Stored data —
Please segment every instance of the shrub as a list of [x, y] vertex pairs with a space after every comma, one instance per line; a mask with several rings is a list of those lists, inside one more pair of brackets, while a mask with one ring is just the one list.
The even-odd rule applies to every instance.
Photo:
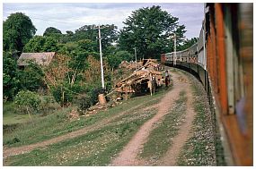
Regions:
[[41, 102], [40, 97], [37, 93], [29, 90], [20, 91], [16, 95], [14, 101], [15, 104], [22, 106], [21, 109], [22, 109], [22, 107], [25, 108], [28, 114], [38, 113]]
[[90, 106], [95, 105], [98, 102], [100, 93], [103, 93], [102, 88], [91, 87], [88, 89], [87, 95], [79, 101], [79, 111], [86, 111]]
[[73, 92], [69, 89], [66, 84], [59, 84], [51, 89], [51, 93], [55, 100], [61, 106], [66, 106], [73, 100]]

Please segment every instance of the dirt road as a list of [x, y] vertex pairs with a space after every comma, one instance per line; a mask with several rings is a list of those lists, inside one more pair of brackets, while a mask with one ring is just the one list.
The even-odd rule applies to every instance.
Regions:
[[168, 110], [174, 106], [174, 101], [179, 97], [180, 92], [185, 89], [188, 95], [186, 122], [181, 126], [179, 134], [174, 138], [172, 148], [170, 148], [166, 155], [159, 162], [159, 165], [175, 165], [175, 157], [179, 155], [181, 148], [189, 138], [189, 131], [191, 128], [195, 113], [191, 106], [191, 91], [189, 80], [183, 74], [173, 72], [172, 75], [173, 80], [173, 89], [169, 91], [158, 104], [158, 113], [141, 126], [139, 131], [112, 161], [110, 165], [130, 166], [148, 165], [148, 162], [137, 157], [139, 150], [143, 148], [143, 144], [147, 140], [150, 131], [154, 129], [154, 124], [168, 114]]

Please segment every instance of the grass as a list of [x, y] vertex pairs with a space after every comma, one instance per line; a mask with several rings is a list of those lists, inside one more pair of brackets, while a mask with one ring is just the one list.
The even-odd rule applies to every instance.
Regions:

==

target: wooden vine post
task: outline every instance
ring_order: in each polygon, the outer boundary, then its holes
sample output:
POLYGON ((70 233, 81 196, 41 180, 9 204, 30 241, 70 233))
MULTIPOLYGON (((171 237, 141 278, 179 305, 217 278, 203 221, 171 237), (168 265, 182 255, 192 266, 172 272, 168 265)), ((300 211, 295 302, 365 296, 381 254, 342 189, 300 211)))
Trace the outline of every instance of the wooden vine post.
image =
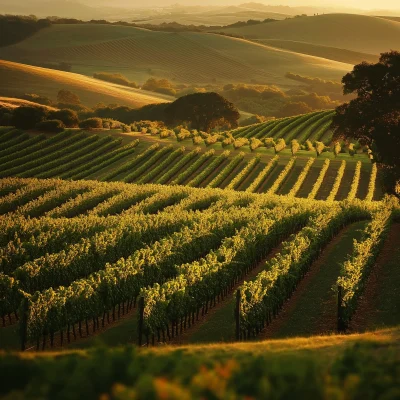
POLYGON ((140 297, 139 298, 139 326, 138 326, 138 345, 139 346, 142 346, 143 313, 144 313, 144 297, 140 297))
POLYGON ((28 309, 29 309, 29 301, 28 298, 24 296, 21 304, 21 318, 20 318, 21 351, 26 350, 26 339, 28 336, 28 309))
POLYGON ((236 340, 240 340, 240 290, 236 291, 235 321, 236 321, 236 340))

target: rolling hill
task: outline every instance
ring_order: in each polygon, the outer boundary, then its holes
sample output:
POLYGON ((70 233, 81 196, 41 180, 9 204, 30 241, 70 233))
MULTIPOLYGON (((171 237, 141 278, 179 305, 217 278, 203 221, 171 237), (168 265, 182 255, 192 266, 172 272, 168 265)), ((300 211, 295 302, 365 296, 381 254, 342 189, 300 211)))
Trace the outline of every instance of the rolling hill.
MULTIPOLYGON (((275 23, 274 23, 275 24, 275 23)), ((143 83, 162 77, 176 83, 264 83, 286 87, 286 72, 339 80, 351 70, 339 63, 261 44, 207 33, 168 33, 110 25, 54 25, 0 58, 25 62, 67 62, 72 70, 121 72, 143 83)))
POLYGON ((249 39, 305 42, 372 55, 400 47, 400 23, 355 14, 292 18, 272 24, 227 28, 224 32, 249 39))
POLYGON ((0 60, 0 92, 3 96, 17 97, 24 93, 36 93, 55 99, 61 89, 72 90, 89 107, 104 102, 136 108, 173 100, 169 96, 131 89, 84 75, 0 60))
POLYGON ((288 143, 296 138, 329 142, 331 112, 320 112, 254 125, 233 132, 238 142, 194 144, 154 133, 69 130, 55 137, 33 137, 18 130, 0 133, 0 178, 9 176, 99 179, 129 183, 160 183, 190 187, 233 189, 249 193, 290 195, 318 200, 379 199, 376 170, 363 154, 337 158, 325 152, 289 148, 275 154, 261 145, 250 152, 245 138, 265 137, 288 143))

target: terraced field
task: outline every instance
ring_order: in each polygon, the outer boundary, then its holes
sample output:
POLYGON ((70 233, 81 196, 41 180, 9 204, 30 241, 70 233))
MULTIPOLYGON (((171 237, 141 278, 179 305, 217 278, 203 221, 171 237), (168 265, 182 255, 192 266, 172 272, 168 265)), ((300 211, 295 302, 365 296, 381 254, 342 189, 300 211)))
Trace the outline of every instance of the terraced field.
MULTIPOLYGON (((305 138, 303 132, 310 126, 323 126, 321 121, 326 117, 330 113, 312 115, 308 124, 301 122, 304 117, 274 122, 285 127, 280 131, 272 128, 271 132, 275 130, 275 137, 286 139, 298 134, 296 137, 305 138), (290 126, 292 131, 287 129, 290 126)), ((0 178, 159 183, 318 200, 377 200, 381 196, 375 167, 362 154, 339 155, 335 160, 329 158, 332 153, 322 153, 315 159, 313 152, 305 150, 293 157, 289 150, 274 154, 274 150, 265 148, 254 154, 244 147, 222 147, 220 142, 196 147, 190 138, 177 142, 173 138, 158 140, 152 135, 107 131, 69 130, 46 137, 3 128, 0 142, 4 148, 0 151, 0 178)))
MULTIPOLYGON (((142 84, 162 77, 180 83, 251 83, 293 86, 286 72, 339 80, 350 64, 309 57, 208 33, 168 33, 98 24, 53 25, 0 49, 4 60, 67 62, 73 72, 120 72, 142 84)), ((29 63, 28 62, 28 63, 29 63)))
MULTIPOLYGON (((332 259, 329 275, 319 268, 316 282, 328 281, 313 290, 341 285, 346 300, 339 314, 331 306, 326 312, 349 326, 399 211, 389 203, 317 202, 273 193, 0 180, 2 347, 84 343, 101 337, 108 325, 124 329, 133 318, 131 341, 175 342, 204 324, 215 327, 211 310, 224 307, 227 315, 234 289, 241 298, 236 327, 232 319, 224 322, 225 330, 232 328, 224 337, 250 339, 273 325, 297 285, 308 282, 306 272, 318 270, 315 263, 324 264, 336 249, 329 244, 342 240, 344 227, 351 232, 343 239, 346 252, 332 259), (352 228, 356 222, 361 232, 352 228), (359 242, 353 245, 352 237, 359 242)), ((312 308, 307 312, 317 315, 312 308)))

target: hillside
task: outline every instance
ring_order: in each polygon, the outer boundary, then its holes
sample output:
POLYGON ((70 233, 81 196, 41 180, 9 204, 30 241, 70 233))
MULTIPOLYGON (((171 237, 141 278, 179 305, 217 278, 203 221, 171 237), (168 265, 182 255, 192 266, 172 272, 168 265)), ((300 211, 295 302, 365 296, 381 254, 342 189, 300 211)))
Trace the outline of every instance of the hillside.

Exercise goal — Rescale the entries starting at the line that has "Please segment every instance of the shrub" and ending after the line that has "114], [38, 113]]": write all of those lines out again, requests included, but multiply every vertex coordinate in the answers by 1.9 and round to whole numbers, with halves rounded up. Leave the picture out of your answer.

Exercise response —
Please segment every instance of the shrub as a list of [x, y] vertex pairs with a space after every comma, one instance per line; a mask with several rings is a list of those lists, inside one more pair of brackets, while a mask with one ring is just the one list.
The even-odd rule applies to every instance.
Photo:
Regions:
[[78, 194], [76, 184], [70, 177], [55, 171], [38, 173], [30, 181], [27, 192], [29, 198], [42, 201], [40, 207], [42, 207], [42, 203], [48, 205], [53, 217], [72, 215]]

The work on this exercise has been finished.